#### [WHAT YOU SHOULD DO]
Return the material exactly as supplied, apart from the pictures, which are omitted.

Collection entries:
- - - - - - -
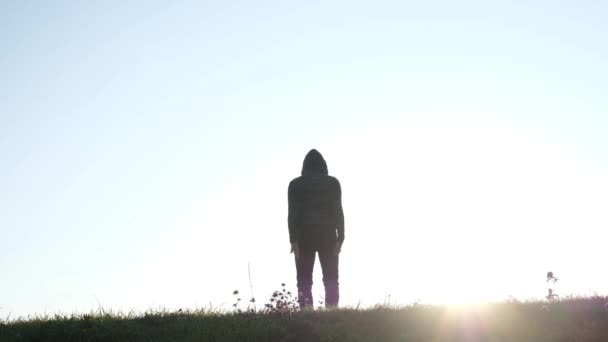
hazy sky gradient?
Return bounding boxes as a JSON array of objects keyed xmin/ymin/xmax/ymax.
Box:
[{"xmin": 0, "ymin": 1, "xmax": 608, "ymax": 317}]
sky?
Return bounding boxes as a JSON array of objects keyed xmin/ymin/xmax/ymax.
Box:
[{"xmin": 0, "ymin": 1, "xmax": 608, "ymax": 318}]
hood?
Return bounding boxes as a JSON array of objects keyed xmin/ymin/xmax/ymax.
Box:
[{"xmin": 302, "ymin": 149, "xmax": 327, "ymax": 176}]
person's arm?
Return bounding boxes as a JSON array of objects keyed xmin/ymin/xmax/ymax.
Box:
[
  {"xmin": 287, "ymin": 182, "xmax": 298, "ymax": 245},
  {"xmin": 336, "ymin": 179, "xmax": 344, "ymax": 242}
]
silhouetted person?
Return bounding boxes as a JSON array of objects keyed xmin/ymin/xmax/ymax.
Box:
[{"xmin": 288, "ymin": 149, "xmax": 344, "ymax": 308}]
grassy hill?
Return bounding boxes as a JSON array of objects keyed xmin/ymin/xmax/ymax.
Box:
[{"xmin": 0, "ymin": 296, "xmax": 608, "ymax": 342}]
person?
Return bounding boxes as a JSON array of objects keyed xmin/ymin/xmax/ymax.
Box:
[{"xmin": 287, "ymin": 149, "xmax": 344, "ymax": 309}]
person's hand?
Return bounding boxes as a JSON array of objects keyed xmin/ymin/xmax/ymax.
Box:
[
  {"xmin": 334, "ymin": 241, "xmax": 342, "ymax": 255},
  {"xmin": 290, "ymin": 242, "xmax": 300, "ymax": 260}
]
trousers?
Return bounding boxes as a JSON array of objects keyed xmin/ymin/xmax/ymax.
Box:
[{"xmin": 296, "ymin": 244, "xmax": 340, "ymax": 308}]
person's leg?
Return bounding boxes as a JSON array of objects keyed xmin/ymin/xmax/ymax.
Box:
[
  {"xmin": 296, "ymin": 247, "xmax": 316, "ymax": 309},
  {"xmin": 319, "ymin": 246, "xmax": 340, "ymax": 308}
]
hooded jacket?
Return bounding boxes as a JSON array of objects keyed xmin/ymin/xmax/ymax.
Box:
[{"xmin": 287, "ymin": 149, "xmax": 344, "ymax": 245}]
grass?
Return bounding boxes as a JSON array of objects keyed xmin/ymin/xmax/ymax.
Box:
[{"xmin": 0, "ymin": 296, "xmax": 608, "ymax": 342}]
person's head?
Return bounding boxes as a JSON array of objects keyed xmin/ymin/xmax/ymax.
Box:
[{"xmin": 302, "ymin": 148, "xmax": 328, "ymax": 175}]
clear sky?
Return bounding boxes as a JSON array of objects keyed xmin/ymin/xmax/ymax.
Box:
[{"xmin": 0, "ymin": 1, "xmax": 608, "ymax": 317}]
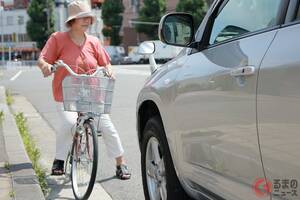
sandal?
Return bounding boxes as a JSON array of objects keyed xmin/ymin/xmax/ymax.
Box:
[
  {"xmin": 51, "ymin": 159, "xmax": 64, "ymax": 176},
  {"xmin": 116, "ymin": 164, "xmax": 131, "ymax": 180}
]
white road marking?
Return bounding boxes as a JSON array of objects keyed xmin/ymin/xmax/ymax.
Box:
[
  {"xmin": 114, "ymin": 69, "xmax": 151, "ymax": 76},
  {"xmin": 10, "ymin": 70, "xmax": 23, "ymax": 81}
]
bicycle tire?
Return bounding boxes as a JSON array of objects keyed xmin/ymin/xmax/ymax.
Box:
[
  {"xmin": 64, "ymin": 151, "xmax": 72, "ymax": 182},
  {"xmin": 71, "ymin": 120, "xmax": 98, "ymax": 200}
]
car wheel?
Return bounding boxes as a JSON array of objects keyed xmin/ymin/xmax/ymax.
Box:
[{"xmin": 141, "ymin": 117, "xmax": 189, "ymax": 200}]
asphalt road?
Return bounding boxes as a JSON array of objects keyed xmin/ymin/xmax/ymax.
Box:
[{"xmin": 0, "ymin": 65, "xmax": 150, "ymax": 200}]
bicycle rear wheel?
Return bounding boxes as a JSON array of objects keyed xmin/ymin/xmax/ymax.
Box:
[{"xmin": 71, "ymin": 120, "xmax": 98, "ymax": 200}]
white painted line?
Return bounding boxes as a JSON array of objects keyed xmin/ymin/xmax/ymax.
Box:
[
  {"xmin": 114, "ymin": 69, "xmax": 151, "ymax": 76},
  {"xmin": 10, "ymin": 70, "xmax": 23, "ymax": 81}
]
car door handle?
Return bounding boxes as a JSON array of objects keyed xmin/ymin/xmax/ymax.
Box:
[{"xmin": 230, "ymin": 66, "xmax": 255, "ymax": 77}]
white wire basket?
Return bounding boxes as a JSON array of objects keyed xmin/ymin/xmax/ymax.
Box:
[{"xmin": 62, "ymin": 76, "xmax": 115, "ymax": 114}]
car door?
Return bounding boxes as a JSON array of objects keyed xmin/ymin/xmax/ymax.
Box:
[
  {"xmin": 173, "ymin": 0, "xmax": 287, "ymax": 200},
  {"xmin": 257, "ymin": 1, "xmax": 300, "ymax": 200}
]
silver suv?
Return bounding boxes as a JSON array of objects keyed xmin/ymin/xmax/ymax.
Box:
[{"xmin": 137, "ymin": 0, "xmax": 300, "ymax": 200}]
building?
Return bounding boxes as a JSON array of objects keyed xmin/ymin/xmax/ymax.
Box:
[
  {"xmin": 0, "ymin": 0, "xmax": 38, "ymax": 61},
  {"xmin": 120, "ymin": 0, "xmax": 179, "ymax": 53}
]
- - - - - - -
#### [PROBLEM SOLUTION]
hazy sky gradient?
Return bounding boxes as a JSON array of objects keyed xmin/ymin/xmax/ymax.
Box:
[{"xmin": 0, "ymin": 1, "xmax": 608, "ymax": 317}]
sky?
Return bounding boxes as a JSON array of objects keyed xmin/ymin/xmax/ymax.
Box:
[{"xmin": 0, "ymin": 1, "xmax": 608, "ymax": 318}]
hood?
Return bounding boxes as a JSON array of objects keyed xmin/ymin/xmax/ymax.
Box:
[{"xmin": 302, "ymin": 149, "xmax": 327, "ymax": 176}]
person's arm?
Return bounding boxes as a JSON array of objects keyed xmin/ymin/xmax/ymax.
Box:
[
  {"xmin": 287, "ymin": 182, "xmax": 298, "ymax": 245},
  {"xmin": 336, "ymin": 179, "xmax": 344, "ymax": 242}
]
silhouetted person?
Return bounding boxes as a JSON array of objects keyed xmin/ymin/xmax/ymax.
Box:
[{"xmin": 288, "ymin": 149, "xmax": 344, "ymax": 308}]
grassy hill?
Return bounding boxes as a JSON array of objects keyed xmin/ymin/xmax/ymax.
Box:
[{"xmin": 0, "ymin": 296, "xmax": 608, "ymax": 342}]
person?
Return bounding boxes as a JSON array of objects keyed xmin/ymin/xmax/ymax.
Box:
[{"xmin": 287, "ymin": 149, "xmax": 344, "ymax": 309}]
person's hand?
Return bounding boxes as a JSON array of objects keyed xmin/ymin/xmax/ymax.
Box:
[
  {"xmin": 334, "ymin": 241, "xmax": 342, "ymax": 255},
  {"xmin": 290, "ymin": 242, "xmax": 300, "ymax": 260}
]
trousers?
Return bounding boxes as a JSON array of objects keyed xmin/ymin/xmax/ymax.
Box:
[{"xmin": 296, "ymin": 244, "xmax": 340, "ymax": 308}]
person's leg?
Return bounding boxes as a JSON array of objects keyed xmin/ymin/xmax/ymax.
Box:
[
  {"xmin": 296, "ymin": 247, "xmax": 316, "ymax": 309},
  {"xmin": 319, "ymin": 246, "xmax": 340, "ymax": 308}
]
hooded jacket?
Return bounding boxes as a JSON array of objects keyed xmin/ymin/xmax/ymax.
Box:
[{"xmin": 287, "ymin": 149, "xmax": 344, "ymax": 245}]
grass?
Return bounding boxes as a JSON array of objects keyed xmin/ymin/xmax/ymax.
Box:
[{"xmin": 0, "ymin": 296, "xmax": 608, "ymax": 342}]
person's head?
Return bounding boxes as a JSON array of objects keyed xmin/ymin/xmax/ymax.
Box:
[{"xmin": 302, "ymin": 148, "xmax": 328, "ymax": 175}]
clear sky?
Return bounding boxes as a JSON array of objects keyed xmin/ymin/xmax/ymax.
Box:
[{"xmin": 0, "ymin": 1, "xmax": 608, "ymax": 317}]
sandal?
Return bounding boxes as a JSON array of objects keyed xmin/ymin/xmax/ymax.
Box:
[
  {"xmin": 51, "ymin": 159, "xmax": 64, "ymax": 176},
  {"xmin": 116, "ymin": 164, "xmax": 131, "ymax": 180}
]
white road marking?
Return bounding boxes as a JSON array of objects keyed xmin/ymin/xmax/ymax.
Box:
[
  {"xmin": 114, "ymin": 69, "xmax": 151, "ymax": 76},
  {"xmin": 10, "ymin": 70, "xmax": 23, "ymax": 81}
]
bicycle tire?
Return bounding boxes as a JSON array of objects keyed xmin/ymin/xmax/ymax.
Box:
[
  {"xmin": 64, "ymin": 151, "xmax": 72, "ymax": 182},
  {"xmin": 71, "ymin": 120, "xmax": 98, "ymax": 200}
]
car wheel?
Return bounding boxes as a JSON array of objects keyed xmin/ymin/xmax/ymax.
Box:
[{"xmin": 141, "ymin": 117, "xmax": 189, "ymax": 200}]
asphalt road?
Return bounding boxes as a JSON array of objects keyed xmin/ymin/xmax/ymax.
Box:
[{"xmin": 0, "ymin": 65, "xmax": 150, "ymax": 200}]
bicycle rear wheel?
Return bounding boxes as a JSON array of objects keyed xmin/ymin/xmax/ymax.
Box:
[{"xmin": 71, "ymin": 120, "xmax": 98, "ymax": 200}]
white painted line?
Return bounding boxes as a JSON array of objects keyed xmin/ymin/xmax/ymax.
Box:
[
  {"xmin": 114, "ymin": 69, "xmax": 151, "ymax": 76},
  {"xmin": 10, "ymin": 70, "xmax": 23, "ymax": 81}
]
car door handle?
Return bounding boxes as a JSON array of objects keyed xmin/ymin/xmax/ymax.
Box:
[{"xmin": 230, "ymin": 66, "xmax": 255, "ymax": 77}]
white wire basket?
Return bounding boxes as a JSON array of objects keyed xmin/ymin/xmax/ymax.
Box:
[{"xmin": 62, "ymin": 76, "xmax": 115, "ymax": 114}]
car door?
Return bounding boxes as a JSON array of objects keyed xmin/ymin/xmax/ymax.
Box:
[
  {"xmin": 173, "ymin": 0, "xmax": 287, "ymax": 200},
  {"xmin": 257, "ymin": 1, "xmax": 300, "ymax": 200}
]
silver suv?
Return bounding boxes as a JSON array of objects keyed xmin/ymin/xmax/ymax.
Box:
[{"xmin": 137, "ymin": 0, "xmax": 300, "ymax": 200}]
building?
Return bounding boxes as a JSON array of objects keyed xmin/ymin/xmax/ymax.
Box:
[
  {"xmin": 0, "ymin": 0, "xmax": 38, "ymax": 61},
  {"xmin": 120, "ymin": 0, "xmax": 179, "ymax": 53}
]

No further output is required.